**Written request:**
Return every line of the records below that contains the word "building", copying each line in full.

(begin)

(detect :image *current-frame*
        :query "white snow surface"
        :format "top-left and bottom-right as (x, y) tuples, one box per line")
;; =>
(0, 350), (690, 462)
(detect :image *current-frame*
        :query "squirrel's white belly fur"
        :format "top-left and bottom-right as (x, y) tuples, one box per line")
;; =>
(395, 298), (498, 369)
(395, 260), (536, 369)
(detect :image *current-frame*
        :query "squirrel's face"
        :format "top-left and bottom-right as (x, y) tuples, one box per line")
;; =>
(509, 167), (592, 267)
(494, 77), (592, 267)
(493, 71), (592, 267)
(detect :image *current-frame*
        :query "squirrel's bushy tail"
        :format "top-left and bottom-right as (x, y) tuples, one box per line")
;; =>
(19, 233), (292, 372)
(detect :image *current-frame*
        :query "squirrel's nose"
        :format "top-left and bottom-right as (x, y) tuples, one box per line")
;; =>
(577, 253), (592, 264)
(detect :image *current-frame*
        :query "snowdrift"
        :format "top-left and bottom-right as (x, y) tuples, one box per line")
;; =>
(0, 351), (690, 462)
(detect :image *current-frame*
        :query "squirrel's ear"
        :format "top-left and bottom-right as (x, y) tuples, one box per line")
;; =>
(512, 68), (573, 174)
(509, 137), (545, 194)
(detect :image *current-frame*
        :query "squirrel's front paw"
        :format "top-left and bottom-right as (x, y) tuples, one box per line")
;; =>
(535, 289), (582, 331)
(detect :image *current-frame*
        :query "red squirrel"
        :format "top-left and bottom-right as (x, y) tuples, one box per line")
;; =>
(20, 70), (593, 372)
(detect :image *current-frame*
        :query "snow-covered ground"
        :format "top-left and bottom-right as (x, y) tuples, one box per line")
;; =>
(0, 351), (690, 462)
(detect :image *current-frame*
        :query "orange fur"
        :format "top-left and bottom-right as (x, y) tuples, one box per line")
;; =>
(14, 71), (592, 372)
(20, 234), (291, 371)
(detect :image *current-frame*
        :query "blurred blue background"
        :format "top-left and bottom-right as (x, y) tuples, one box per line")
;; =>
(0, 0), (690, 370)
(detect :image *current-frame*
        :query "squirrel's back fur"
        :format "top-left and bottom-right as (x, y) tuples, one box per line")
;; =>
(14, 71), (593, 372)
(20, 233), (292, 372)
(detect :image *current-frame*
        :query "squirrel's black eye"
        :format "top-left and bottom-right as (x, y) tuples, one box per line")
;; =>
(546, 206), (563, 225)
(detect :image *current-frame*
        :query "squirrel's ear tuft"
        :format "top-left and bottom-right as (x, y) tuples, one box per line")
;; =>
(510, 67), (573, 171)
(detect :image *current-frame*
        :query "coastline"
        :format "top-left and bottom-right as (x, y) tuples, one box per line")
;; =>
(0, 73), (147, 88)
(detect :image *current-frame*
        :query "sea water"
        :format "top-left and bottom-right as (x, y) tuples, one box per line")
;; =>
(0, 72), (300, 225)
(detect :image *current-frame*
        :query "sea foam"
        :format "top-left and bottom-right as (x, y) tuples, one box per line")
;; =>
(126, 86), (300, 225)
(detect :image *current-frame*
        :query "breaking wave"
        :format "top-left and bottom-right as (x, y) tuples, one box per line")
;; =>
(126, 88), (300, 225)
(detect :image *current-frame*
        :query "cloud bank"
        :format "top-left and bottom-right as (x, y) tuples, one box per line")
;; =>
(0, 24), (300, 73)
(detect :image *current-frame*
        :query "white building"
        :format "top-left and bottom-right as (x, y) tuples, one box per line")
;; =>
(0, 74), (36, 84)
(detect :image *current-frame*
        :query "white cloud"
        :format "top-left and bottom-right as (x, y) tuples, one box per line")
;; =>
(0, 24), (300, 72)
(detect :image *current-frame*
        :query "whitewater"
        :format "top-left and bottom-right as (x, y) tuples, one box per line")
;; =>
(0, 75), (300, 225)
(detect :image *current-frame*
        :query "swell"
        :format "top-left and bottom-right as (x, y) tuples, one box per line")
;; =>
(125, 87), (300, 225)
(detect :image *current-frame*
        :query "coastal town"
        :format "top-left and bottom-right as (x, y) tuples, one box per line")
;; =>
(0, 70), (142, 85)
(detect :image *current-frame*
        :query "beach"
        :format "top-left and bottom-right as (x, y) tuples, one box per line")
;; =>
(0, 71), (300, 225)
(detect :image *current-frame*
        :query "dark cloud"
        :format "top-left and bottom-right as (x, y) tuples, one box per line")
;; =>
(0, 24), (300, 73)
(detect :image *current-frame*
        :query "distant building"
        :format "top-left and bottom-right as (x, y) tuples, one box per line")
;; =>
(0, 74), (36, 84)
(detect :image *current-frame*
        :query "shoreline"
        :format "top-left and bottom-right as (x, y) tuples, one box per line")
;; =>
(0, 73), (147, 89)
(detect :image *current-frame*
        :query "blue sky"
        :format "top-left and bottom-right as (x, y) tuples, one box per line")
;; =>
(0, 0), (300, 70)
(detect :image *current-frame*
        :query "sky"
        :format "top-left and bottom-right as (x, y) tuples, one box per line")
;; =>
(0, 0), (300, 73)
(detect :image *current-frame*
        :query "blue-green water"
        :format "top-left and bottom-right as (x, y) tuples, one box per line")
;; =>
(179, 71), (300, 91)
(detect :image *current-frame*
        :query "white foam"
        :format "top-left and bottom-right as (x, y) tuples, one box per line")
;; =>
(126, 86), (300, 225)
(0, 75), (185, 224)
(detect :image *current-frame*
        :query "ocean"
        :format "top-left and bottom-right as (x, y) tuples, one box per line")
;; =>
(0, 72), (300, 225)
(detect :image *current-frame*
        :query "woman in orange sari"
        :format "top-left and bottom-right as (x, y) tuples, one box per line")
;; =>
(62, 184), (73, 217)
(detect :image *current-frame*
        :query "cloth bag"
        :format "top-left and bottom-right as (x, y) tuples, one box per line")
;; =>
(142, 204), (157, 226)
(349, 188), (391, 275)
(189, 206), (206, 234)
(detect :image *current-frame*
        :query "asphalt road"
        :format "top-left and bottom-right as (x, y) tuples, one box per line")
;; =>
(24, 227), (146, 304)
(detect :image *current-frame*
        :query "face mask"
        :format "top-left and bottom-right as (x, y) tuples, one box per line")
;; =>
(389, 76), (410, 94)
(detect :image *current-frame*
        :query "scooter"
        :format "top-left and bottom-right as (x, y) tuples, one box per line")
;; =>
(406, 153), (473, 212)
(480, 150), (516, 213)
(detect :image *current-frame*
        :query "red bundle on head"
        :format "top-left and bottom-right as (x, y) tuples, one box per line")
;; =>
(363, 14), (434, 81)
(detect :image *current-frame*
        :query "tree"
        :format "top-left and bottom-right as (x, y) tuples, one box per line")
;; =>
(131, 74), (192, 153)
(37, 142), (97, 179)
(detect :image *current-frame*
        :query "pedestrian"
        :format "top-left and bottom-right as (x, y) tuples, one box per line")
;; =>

(end)

**Task answer:**
        :query "white building"
        :query "distant building"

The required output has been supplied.